─── SUPPLIED ENTRIES ───

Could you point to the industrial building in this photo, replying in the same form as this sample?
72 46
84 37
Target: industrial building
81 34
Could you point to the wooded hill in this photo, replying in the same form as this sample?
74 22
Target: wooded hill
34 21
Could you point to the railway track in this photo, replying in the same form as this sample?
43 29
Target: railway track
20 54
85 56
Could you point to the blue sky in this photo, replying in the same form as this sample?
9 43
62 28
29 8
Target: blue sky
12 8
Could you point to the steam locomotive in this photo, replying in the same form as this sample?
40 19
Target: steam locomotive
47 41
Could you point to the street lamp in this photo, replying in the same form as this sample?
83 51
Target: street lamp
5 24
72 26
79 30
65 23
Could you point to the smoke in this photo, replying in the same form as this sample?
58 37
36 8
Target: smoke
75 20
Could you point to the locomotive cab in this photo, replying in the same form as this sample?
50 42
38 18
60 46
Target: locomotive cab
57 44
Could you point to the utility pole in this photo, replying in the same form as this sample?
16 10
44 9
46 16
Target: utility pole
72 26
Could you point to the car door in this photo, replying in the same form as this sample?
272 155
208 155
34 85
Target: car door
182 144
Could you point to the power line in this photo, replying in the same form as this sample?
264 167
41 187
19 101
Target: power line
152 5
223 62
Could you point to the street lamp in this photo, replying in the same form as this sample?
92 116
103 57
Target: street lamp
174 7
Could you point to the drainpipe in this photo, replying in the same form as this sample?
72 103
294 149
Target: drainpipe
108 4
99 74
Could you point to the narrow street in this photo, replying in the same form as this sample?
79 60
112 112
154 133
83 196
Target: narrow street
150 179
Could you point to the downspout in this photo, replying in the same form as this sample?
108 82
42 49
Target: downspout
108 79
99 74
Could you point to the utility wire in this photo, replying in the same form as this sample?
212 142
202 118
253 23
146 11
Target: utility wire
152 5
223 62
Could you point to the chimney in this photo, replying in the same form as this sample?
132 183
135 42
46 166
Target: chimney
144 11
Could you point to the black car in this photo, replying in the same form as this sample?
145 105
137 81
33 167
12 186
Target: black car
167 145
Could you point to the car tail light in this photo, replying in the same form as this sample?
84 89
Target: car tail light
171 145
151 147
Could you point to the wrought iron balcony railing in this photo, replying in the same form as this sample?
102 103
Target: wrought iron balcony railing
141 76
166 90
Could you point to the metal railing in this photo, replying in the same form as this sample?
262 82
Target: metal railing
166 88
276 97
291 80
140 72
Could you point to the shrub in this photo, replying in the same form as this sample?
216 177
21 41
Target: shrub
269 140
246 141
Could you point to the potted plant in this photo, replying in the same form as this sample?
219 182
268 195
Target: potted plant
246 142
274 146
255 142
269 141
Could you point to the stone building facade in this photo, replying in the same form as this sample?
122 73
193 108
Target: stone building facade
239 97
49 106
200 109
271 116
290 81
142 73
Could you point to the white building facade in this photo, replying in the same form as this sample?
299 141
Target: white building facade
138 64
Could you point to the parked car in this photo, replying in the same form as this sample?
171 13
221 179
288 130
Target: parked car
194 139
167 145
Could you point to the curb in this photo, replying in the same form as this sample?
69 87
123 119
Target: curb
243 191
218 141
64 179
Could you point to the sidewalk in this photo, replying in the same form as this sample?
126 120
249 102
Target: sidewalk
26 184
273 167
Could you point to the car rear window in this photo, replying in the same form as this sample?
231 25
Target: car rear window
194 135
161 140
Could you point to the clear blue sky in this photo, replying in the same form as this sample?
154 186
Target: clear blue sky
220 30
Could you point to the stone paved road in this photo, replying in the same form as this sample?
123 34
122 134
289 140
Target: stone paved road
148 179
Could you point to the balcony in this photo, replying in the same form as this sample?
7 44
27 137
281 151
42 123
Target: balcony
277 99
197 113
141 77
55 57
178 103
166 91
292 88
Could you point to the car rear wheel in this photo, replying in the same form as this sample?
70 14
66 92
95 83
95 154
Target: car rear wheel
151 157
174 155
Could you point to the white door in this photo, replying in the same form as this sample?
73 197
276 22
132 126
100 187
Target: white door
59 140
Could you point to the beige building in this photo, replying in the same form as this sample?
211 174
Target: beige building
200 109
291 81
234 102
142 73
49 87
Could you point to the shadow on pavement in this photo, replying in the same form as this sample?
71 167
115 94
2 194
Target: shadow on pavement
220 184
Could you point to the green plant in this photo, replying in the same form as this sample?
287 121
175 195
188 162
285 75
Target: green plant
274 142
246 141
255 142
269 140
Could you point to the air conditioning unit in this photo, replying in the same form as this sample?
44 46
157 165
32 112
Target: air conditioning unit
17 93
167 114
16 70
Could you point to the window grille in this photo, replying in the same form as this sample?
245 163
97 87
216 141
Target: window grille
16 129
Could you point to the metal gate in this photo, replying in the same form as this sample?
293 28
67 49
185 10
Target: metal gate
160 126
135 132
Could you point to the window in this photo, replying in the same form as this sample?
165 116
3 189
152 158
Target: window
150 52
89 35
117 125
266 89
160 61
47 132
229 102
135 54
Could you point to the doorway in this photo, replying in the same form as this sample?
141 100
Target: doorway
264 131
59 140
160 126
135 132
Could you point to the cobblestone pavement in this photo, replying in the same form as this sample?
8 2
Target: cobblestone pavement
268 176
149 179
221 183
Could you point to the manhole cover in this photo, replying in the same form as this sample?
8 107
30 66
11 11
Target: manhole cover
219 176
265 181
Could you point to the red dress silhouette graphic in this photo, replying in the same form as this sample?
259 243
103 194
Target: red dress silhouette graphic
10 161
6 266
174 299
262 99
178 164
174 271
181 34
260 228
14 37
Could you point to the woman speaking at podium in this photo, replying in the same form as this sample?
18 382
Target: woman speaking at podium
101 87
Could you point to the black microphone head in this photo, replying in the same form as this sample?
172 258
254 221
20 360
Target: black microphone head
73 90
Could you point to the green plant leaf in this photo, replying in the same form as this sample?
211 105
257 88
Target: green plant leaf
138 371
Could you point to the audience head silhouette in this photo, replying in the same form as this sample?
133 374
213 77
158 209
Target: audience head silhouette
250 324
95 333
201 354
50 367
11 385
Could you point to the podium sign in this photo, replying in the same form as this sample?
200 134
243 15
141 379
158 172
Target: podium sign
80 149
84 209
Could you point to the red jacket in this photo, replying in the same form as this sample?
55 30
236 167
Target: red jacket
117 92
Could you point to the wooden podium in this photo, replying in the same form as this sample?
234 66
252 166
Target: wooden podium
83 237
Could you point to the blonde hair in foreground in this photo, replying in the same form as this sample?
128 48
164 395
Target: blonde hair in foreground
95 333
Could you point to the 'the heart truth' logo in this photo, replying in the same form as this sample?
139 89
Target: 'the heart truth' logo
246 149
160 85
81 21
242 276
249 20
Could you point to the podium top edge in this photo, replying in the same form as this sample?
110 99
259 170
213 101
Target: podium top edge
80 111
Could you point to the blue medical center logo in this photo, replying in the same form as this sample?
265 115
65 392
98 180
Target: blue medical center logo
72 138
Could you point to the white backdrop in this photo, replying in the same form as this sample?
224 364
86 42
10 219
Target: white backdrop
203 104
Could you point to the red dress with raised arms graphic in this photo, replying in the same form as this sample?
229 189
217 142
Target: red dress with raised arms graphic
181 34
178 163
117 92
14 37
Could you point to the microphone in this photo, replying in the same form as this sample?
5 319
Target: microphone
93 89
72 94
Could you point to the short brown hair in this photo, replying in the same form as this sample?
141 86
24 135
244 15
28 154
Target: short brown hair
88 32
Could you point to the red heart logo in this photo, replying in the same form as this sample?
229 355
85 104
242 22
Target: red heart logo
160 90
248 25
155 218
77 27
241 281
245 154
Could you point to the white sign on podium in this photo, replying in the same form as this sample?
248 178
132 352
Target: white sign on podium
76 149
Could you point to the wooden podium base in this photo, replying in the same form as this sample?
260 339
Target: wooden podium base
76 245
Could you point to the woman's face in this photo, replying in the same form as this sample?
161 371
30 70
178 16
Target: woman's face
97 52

───

TASK TO CARRY OUT ▸
Return every line from the one holding "Could you point to the wooden podium in" through the end of the data, exactly as it appears, with both ends kept and nothing else.

FULL SOLUTION ▸
Could you point to the wooden podium in this photo, replying in the same form as this sample?
234 66
252 166
Target: wooden podium
83 237
Could you point to the blonde hair in foreground in this photo, replying in the same form as this sample?
128 48
164 395
Target: blonde hair in foreground
95 333
Could you point to the 'the heart truth' logo in this photo, replying in the same form as this sample?
139 89
Target: 'the heart truth' logo
246 149
160 85
81 21
242 276
249 20
Could you point to the podium top edge in this photo, replying in the same form as this sample?
110 99
259 170
213 101
Target: podium top edge
80 111
Could you point to the blue medical center logo in this photo, replying in the same form as this sample?
265 115
65 392
98 180
Target: blue medical center logo
72 138
Could you point to the white backdrop in this photo, replying in the same form as this sample?
224 364
86 42
10 219
Target: white backdrop
203 104
Could you point to the red dress with raised arms graphic in this photo, replying in the same form as this sample?
229 189
217 142
Target: red dress with raised arms graphic
181 34
178 163
117 92
14 37
Could you point to the microphone in this photo, replying in the same form as this sample?
5 319
Target: microphone
93 89
72 94
Could you point to the short brown hair in this photo, replying in the same form as this sample?
141 86
24 135
244 15
28 154
Target: short brown hair
88 32
Could you point to the red heart logo in this photo, replying in the same form as this sample?
229 355
85 104
242 22
Target: red heart logo
160 90
248 25
155 218
77 27
241 281
245 154
Could you point to the white sign on podium in this photo, replying in the same form as this sample?
248 178
132 352
Target: white sign on podium
76 149
Could you point to the wooden podium base in this photo, replying in the same form as this sample?
260 339
Target: wooden podium base
76 245
Could you point to the woman's face in this photo, replying in the same form as this sample?
161 371
30 70
178 16
Target: woman's face
97 52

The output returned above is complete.